[Exercise description] Report every line in the two blocks of records below that contains the string "umbrella", copying each such line in full. A match must have the same case.

Start Record list

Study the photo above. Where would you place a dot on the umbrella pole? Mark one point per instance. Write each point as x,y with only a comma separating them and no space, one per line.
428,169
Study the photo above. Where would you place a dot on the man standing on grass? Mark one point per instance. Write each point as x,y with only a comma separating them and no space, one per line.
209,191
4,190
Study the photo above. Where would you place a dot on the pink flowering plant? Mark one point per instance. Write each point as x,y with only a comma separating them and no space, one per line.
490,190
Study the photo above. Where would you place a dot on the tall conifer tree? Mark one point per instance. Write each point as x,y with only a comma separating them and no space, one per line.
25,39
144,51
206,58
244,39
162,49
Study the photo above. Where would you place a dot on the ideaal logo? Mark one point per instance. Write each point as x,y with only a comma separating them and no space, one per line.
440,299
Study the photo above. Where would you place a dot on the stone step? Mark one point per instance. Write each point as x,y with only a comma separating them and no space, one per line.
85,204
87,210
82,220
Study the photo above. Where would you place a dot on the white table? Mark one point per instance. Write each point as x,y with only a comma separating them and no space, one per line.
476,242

End Record list
Start Record list

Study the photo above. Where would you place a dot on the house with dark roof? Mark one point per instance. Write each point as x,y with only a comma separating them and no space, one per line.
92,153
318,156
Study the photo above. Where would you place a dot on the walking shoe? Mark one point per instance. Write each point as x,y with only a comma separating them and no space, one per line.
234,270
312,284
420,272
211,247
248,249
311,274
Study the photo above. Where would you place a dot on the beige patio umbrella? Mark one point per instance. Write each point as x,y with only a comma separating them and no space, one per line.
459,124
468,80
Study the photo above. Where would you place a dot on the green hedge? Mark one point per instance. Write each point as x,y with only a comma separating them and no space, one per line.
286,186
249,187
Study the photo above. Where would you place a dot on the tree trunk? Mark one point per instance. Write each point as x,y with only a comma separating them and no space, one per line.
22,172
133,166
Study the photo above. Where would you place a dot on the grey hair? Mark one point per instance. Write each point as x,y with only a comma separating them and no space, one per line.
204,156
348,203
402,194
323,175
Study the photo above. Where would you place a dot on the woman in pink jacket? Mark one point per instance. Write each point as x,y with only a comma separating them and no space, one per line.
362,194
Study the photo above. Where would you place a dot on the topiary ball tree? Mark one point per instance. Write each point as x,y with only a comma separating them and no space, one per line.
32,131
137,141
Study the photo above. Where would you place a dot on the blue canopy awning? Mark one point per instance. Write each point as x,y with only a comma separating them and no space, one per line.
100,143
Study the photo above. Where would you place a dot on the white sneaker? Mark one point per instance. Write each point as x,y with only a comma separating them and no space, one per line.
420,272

End Record list

[Expected answer]
Study the photo above. Where would you place a dot on the umbrella pole? Mark one point per instance. Write each point as x,y with only a comma separating them and no space, one per line.
Study the photo above. Where would you place a dot on the beige patio umbrella? Mark one point per instance. Write each point as x,y with only a comma separating them and no space, one per line.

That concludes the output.